STATED GOAL A >> Rewrite the records below from the line containing "Target: wall molding" through the end of the records, replacing "Put a marker on" with "Place a pin on" and keeping everything else the same.

TEXT BLOCK >>
In a pledge agreement, practically, the pledgor’s redemption right means that even if they miss a payment deadline, they can still retrieve the collateral by curing the default prior to the pledgee’s sale.
The pledgee must give notice of the intended sale (except in certain perishable or custom-market circumstances) precisely to allow this final chance at redemption.
4.3.2 Pledgor’s Right to Surplus
If the pledgee sells the collateral and the sale yields more than the amount of the debt plus expenses, the pledgor is entitled to the surplus proceeds.
The pledgee cannot unjustly enrich itself by keeping proceeds above what is owed. This right was firmly established in common law and continues under UCC 9-615(d)(2), which states that any surplus goes to the debtor (or junior lienholders if applicable, with any remainder to the debtor).
Conversely, if the sale proceeds are less, the pledgor is liable for the deficiency unless the parties agreed to limit recourse.
4.3.3 Pledgor’s Right to Possession Upon Satisfaction or Demand if Wrongful Detention
Absent default, the pledgor may have a right to demand return of the collateral under certain conditions (for instance, if the pledgee breaches the agreement or if a third party claims the collateral and the pledgor wants to resolve it).
Generally, however, the pledgor’s right to possess is contracted away until the debt is paid. If the debt is not yet due, the pledgor usually cannot unilaterally reclaim the collateral without providing substitute security or otherwise as agreed.
But if the pledgee violates the agreement (say, misuse or endangers the collateral), the pledgor could seek a court order for the collateral’s return or injunctive relief. Moreover, the pledgor holds the ultimate title and, after paying the debt, can immediate demand the property – this is essentially the mirror of the pledgee’s duty to return.
4.3.4 Pledgor’s Right to Be Notified (in enforcement)
Under UCC Article 9, debtors have the right to receive advance notice before a disposition of collateral (UCC 9-611(b)) in non-consumer transactions, except in certain waived situations or if the collateral is perishable or threatens to decline quickly.
This right ensures the pledgor is informed of the time and place of sale, giving an opportunity to redeem or to attend the sale (or even procure buyers to get a better price).
While at common law the notice requirement was not uniform (some early cases allowed a pledgee to sell without notice if the agreement so provided, others imposed a general reasonableness standard), modern law strongly favours giving notice as part of “commercially reasonable” enforcement.
Failure to give required notice can subject the pledgee to liability or affect the recovery of a deficiency (UCC 9-626).
4.4 Obligations of the Pledgor
Corresponding to rights, the pledgor’s primary obligations are straightforward:
4.4.1 Payment or Performance
The pledgor must pay the debt or perform the obligation that the collateral secures, in accordance with the terms of the underlying contract (loan agreement, promissory note, etc.).
If the pledgor fails to do so (and does not redeem timely), they risk losing the collateral through foreclosure sale. The pledge agreement itself typically does not impose new monetary obligations but references the principal obligation.
For example, if stock is pledged to secure a $50,000 loan, the pledgor’s duty is to repay that $50,000 (and any interest or fees agreed) to get the stock back.
4.4.2 Not to Interfere with Pledgee’s Rights
The pledgor should not take actions that frustrate the pledgee’s security interest. This includes not attempting to sell or further encumber the collateral while it’s pledged (without consent) and not retaking possession wrongfully.

INFORMATION SUPPLIED >>
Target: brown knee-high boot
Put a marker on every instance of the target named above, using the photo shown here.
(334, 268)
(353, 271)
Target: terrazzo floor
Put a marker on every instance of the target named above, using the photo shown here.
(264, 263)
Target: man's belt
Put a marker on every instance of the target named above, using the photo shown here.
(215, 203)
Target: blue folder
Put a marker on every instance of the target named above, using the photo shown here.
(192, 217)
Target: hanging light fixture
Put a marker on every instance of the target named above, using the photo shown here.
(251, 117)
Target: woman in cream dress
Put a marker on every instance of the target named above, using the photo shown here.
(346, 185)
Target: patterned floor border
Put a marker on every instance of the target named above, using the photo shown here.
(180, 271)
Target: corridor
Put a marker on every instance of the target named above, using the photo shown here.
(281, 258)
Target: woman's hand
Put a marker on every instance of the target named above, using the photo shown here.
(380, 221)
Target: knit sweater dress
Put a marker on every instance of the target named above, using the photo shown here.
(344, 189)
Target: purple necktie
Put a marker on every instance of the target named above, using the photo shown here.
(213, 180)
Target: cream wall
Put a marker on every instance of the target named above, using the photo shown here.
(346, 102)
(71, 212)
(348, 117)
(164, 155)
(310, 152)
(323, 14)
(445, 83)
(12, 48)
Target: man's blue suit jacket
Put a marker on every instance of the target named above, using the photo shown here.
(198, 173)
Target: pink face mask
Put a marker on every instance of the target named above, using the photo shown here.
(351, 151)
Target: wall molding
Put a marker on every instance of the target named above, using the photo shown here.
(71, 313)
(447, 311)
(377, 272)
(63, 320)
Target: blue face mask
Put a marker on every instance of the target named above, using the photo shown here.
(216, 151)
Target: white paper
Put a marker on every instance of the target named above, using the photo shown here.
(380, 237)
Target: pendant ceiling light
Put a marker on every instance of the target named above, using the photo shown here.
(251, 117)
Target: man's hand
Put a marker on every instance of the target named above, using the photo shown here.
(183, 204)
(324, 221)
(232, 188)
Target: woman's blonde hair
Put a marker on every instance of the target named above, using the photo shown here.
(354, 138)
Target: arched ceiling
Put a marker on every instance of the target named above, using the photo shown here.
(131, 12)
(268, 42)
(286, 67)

STATED GOAL B >> Duplicate the stretch of the passage on pledgor rights from "The pledgee must" through "to the debtor)." word for word.

RESPONSE A >>
Target: wall molding
Place a pin on every instance of the target named above, using the photo shown here.
(71, 313)
(447, 311)
(377, 272)
(63, 320)
Target: blue face mask
Place a pin on every instance of the target named above, using the photo shown here.
(216, 151)
Target: white paper
Place a pin on every instance of the target named above, using the photo shown here.
(380, 237)
Target: pendant ceiling light
Place a pin on every instance of the target named above, using the photo shown here.
(251, 117)
Target: man's hand
Place a pin on every instance of the target named above, using the photo shown here.
(183, 204)
(324, 221)
(232, 188)
Target: woman's blonde hair
Place a pin on every instance of the target named above, using the photo shown here.
(354, 138)
Target: arched ceiling
Place a pin on every instance of the target named above, using the photo shown here.
(131, 12)
(268, 42)
(286, 67)

RESPONSE B >>
The pledgee must give notice of the intended sale (except in certain perishable or custom-market circumstances) precisely to allow this final chance at redemption.
4.3.2 Pledgor’s Right to Surplus
If the pledgee sells the collateral and the sale yields more than the amount of the debt plus expenses, the pledgor is entitled to the surplus proceeds.
The pledgee cannot unjustly enrich itself by keeping proceeds above what is owed. This right was firmly established in common law and continues under UCC 9-615(d)(2), which states that any surplus goes to the debtor (or junior lienholders if applicable, with any remainder to the debtor).